> **ASSIGNED TASK**:
An exact transcription is needed, beginning at the line with "Objective - one point per instance of the metal ring" and ending at the last line of the listing, with pictures left out and nothing else added.
▬▬▬
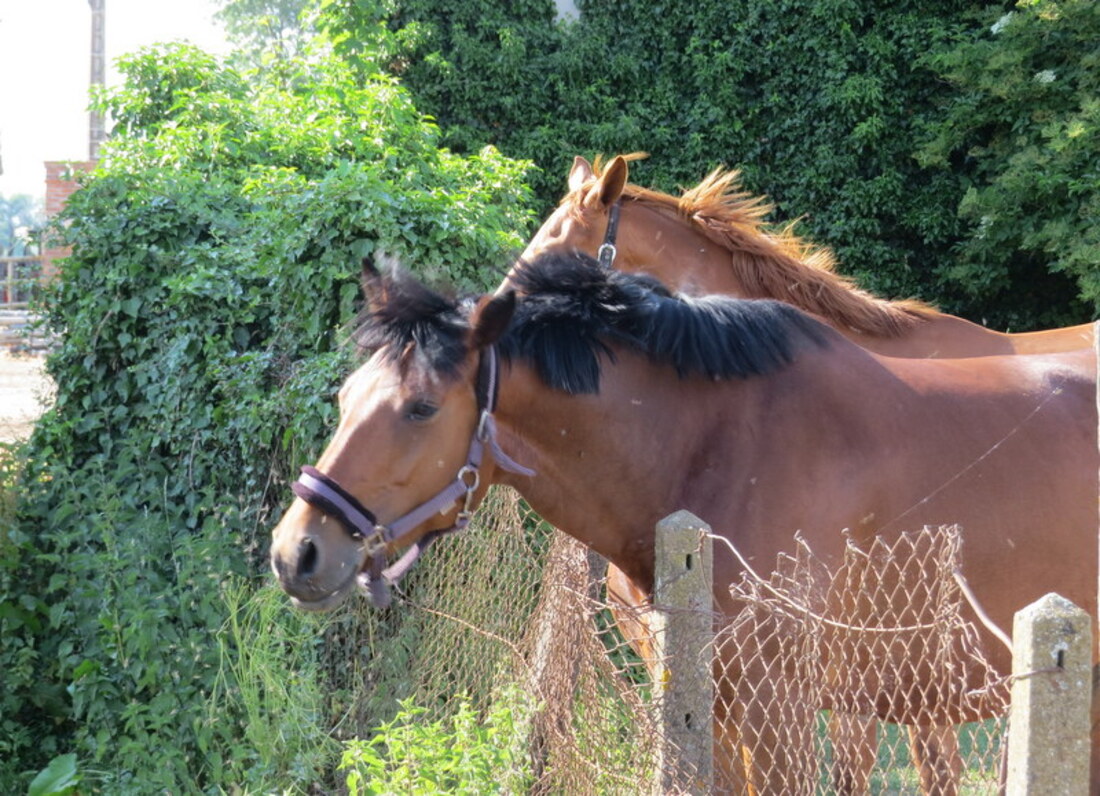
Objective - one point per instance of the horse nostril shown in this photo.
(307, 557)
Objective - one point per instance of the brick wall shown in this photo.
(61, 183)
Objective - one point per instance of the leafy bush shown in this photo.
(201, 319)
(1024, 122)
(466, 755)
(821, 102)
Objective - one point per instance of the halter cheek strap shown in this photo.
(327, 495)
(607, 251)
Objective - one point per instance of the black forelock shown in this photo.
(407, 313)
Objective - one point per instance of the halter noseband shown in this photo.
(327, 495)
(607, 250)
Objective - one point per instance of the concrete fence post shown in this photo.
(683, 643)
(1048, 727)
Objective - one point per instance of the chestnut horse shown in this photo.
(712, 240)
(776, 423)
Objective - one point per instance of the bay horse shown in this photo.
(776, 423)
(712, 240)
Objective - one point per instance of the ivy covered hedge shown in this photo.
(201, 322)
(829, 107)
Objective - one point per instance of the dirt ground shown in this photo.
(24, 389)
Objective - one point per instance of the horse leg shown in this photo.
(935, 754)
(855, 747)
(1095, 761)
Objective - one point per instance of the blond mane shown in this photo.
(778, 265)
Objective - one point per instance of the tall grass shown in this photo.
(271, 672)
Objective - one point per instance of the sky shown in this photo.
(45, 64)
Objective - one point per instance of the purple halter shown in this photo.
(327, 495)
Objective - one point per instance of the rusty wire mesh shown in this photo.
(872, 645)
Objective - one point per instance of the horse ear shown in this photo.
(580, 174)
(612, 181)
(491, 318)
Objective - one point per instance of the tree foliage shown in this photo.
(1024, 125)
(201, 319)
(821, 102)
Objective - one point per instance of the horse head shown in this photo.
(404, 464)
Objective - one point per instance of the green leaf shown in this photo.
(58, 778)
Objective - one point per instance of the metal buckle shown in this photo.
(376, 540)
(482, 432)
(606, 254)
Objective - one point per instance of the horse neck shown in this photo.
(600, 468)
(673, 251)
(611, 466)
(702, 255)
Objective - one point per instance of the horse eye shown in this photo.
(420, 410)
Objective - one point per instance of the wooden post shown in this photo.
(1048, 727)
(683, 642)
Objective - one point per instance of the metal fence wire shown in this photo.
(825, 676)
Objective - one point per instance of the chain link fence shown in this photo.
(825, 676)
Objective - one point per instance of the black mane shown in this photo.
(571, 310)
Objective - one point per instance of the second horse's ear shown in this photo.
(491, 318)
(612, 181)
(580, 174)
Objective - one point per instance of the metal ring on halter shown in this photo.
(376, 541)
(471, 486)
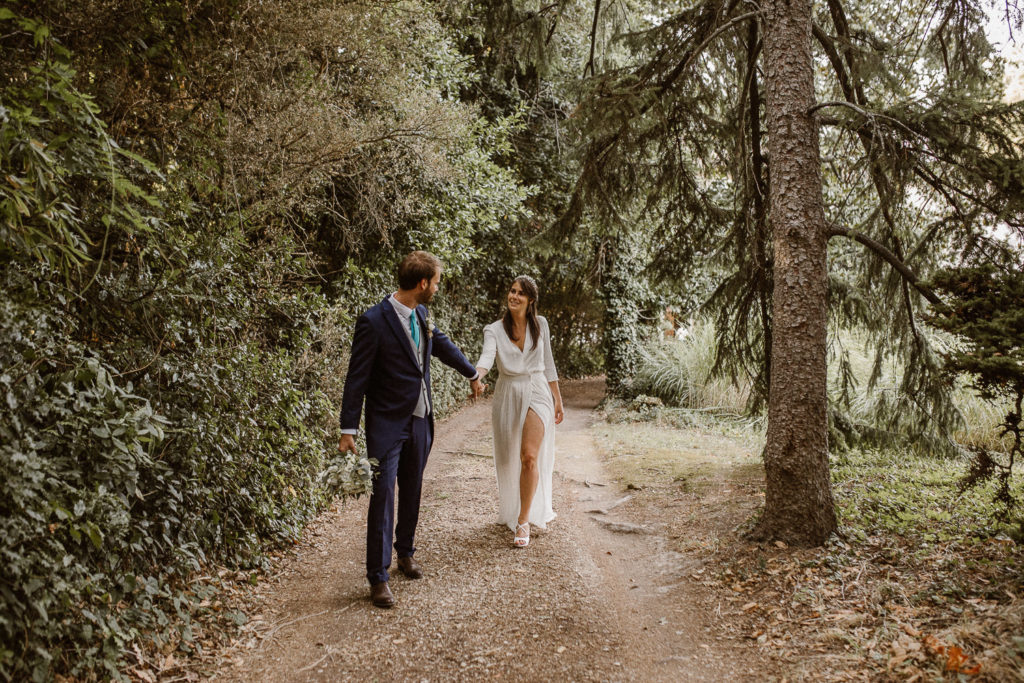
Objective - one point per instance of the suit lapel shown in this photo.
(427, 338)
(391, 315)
▬▬▬
> **ANSWER TO THIS TASK**:
Objective - one point per instance of the metal ring on halter shown in this photo.
(376, 541)
(471, 486)
Objective - one point per instance of the suit lapel shown in this photo.
(427, 338)
(391, 315)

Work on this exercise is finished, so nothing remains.